Data to examine >>
·····
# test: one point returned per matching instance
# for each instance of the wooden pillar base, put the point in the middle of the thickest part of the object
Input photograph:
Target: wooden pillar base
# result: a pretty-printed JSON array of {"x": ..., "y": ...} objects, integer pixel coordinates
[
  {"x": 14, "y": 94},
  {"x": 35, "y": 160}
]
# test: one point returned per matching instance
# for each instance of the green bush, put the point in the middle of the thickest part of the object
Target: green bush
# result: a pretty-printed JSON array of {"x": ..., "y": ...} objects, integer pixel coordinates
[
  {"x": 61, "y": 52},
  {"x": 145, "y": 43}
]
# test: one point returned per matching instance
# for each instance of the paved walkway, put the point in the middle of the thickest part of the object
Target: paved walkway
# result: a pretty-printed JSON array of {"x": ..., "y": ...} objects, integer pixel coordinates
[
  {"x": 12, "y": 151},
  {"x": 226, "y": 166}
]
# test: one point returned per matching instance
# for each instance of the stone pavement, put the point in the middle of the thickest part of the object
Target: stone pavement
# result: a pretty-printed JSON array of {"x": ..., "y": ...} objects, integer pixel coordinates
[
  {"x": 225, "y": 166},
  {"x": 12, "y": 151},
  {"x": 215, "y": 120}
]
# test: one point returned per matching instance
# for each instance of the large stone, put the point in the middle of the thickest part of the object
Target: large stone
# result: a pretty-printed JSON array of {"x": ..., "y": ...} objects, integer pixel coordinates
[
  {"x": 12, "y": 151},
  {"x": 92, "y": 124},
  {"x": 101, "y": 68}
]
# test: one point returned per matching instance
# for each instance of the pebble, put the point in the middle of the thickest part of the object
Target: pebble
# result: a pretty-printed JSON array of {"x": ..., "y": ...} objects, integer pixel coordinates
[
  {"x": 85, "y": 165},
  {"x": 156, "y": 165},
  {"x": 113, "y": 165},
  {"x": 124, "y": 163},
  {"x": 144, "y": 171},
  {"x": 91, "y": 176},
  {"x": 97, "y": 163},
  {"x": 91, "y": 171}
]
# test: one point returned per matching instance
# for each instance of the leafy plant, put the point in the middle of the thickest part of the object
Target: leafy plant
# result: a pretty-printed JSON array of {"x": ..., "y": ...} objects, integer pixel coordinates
·····
What you have to do >> Without altering a single word, reproduce the entries above.

Result for this task >>
# test: one point returned per matching instance
# for each instance of the wooden pillar base, put the point in the middle of the thickest part of the object
Input photograph:
Target: wooden pillar base
# result: a pretty-printed JSON array of {"x": ..., "y": ...} objects, integer pixel coordinates
[
  {"x": 14, "y": 94},
  {"x": 35, "y": 160}
]
# test: one point returned per matching instance
# for each instance of the green bush, put the point in the middle of the thickest part of the object
Target: green bush
# result: a pretty-printed JSON array of {"x": ..., "y": ...} objects, integer pixel coordinates
[
  {"x": 61, "y": 52},
  {"x": 145, "y": 43}
]
# test: one point returned per matching instance
# for each instance of the paved walkway, put the point in the middle of the thickest part of the object
Target: paved walkway
# result: a pretty-printed JSON array of {"x": ..., "y": ...} objects, integer pixel coordinates
[
  {"x": 12, "y": 151},
  {"x": 226, "y": 166}
]
# test: one point returned per matching instance
# for each instance of the stone pavement, put the point in the middle of the thickest part of the object
Target: stone pavement
# result: a pretty-printed JSON array of {"x": ..., "y": ...} objects, integer pixel coordinates
[
  {"x": 225, "y": 166},
  {"x": 12, "y": 151},
  {"x": 215, "y": 120}
]
# test: one point returned per matching instance
# for each instance of the large stone, put the point in the middle of the thickest part of the object
Target: large stone
# result: a pretty-printed JSON array of {"x": ..., "y": ...} objects, integer pixel coordinates
[
  {"x": 12, "y": 151},
  {"x": 92, "y": 124},
  {"x": 101, "y": 68}
]
# test: one point returned per matching instance
# for each instance of the pebble, put the point in the middle of the thickest part of the object
Target: pebble
# result: a pretty-printed JSON array of {"x": ..., "y": ...} objects, integer pixel coordinates
[
  {"x": 85, "y": 165},
  {"x": 156, "y": 165},
  {"x": 113, "y": 165},
  {"x": 124, "y": 163},
  {"x": 144, "y": 171},
  {"x": 91, "y": 176},
  {"x": 97, "y": 163},
  {"x": 91, "y": 171}
]
# test: one point returned per matching instance
# for each instance of the leafy plant, put the point in the middle of the thickest part of the object
Target: leafy plant
# result: a pretty-printed JSON array of {"x": ..., "y": ...} objects, integer pixel coordinates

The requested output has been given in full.